--- Given passage Enclosed Below ---
Affiliated member
Research
As a part of the Worlds of Lithium work-package on China, Yuanhui’s research investigates how lithium-battery vehicles are delineated in the public discourse and local newspapers. It is notice-worthy that the lithium-battery vehicles are often linked with positive words such as “promising, leading to a better tomorrow, more comfortable, high-tech, environment friendly” and so on. Additionally, the industry of lithium-battery vehicles is portrayed as an appealing field of consumption and financial activities. In the public discourse, the success of the lithium-battery vehicle and its production is taken for granted and is linked to the idea of a future that is better than the present moment in many senses.
Yuanhui’s research compares these public portraits of EV with the daily life perception offered by taxi drivers, a group that is in the most tight interaction with lithium in the form of lithium-battery vehicles. Taxi drivers report that the capacity of lithium batteries wear down significantly as time goes by, meaning that they have to charge the car at least once everyday, thus prolonging their working time to make up for the time spent on charging. They tend to work under the worrying possibility of power running out. Yuanhui’s research explores how this technological vulnerability reshapes understanding of ‘work’ and ‘labor’, which became more acute during the pandemic, when repeated lockdowns and strict Covid restrictions had caused economic downturn and a sense of uncertainty of life.
Fieldsite
Yuanhui’s research was conducted in Guangzhou, China, one of the Chinese cities that have shown the biggest enthusiasm for the adoption of lithium-battery vehicles. As the capital city of Guangdong province, which accommodates a leading portion of manufacture of the lithium battery, Guangzhou has issued the policy to gradually electrify non-private vehicles, namely, to replace gas-power vehicles used for public service or profiting with lithium-battery vehicles. In 2019, 1500 lithium-battery vehicles were put into use as taxi cars in Guangzhou, and the local government expected to have the taxi cars completely electrified in 2-3 years. Also, by offering a purchasing subsidy and loosening the restrictions on license plate issuing, Guangzhou government has been encouraging the consumption of the lithium-battery vehicles. In the public discourse, these efforts to boost the use of lithium-battery vehicles are depicted to be corresponding with the goal of Carbon Peaking And Carbon Neutrality, which is proposed by the Chinese government as a response to the worldwide issue of climate change.
--- End of Enclosed Given passage ---
--- Available data Enclosed Below ---
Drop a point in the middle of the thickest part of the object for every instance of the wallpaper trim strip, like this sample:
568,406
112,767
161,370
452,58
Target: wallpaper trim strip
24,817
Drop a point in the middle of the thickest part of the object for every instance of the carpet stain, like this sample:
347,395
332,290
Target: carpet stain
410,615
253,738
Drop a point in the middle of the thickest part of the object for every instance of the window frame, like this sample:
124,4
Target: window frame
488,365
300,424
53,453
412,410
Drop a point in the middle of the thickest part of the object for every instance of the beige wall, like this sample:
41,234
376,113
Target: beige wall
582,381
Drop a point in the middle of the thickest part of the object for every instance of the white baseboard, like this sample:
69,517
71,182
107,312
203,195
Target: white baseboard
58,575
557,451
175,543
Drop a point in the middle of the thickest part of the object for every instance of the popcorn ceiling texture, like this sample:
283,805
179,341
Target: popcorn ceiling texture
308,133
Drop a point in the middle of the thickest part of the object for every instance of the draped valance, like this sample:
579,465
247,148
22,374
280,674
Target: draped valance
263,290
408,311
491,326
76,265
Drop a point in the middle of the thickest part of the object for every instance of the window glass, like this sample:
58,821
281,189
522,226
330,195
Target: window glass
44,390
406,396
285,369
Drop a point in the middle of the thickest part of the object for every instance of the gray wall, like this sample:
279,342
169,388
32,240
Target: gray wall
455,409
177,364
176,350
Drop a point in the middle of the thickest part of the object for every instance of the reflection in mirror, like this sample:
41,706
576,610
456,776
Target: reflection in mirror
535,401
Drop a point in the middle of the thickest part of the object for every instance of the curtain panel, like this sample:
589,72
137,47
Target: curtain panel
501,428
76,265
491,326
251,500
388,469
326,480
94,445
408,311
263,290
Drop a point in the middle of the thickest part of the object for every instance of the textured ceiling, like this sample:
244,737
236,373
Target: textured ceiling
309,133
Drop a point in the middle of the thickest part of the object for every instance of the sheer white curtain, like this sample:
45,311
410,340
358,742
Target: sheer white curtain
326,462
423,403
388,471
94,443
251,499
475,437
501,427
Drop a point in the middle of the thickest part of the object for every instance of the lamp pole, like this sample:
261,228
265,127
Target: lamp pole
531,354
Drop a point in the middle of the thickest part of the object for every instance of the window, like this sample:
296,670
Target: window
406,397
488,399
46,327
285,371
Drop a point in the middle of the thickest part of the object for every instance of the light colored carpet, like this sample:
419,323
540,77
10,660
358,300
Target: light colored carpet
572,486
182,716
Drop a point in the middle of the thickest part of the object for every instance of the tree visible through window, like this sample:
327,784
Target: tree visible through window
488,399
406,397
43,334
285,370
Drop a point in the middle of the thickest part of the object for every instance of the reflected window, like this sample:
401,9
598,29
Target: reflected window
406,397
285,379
--- End of Enclosed Available data ---
• **Description of the task**: Reproduce the part of the profile of Yuanhui's lithium research that starts with "Yuanhui’s research compares" and ends after "uncertainty of life.". The items have nothing to do with what is asked here.

• **Output**:
Yuanhui’s research compares these public portraits of EV with the daily life perception offered by taxi drivers, a group that is in the most tight interaction with lithium in the form of lithium-battery vehicles. Taxi drivers report that the capacity of lithium batteries wear down significantly as time goes by, meaning that they have to charge the car at least once everyday, thus prolonging their working time to make up for the time spent on charging. They tend to work under the worrying possibility of power running out. Yuanhui’s research explores how this technological vulnerability reshapes understanding of ‘work’ and ‘labor’, which became more acute during the pandemic, when repeated lockdowns and strict Covid restrictions had caused economic downturn and a sense of uncertainty of life.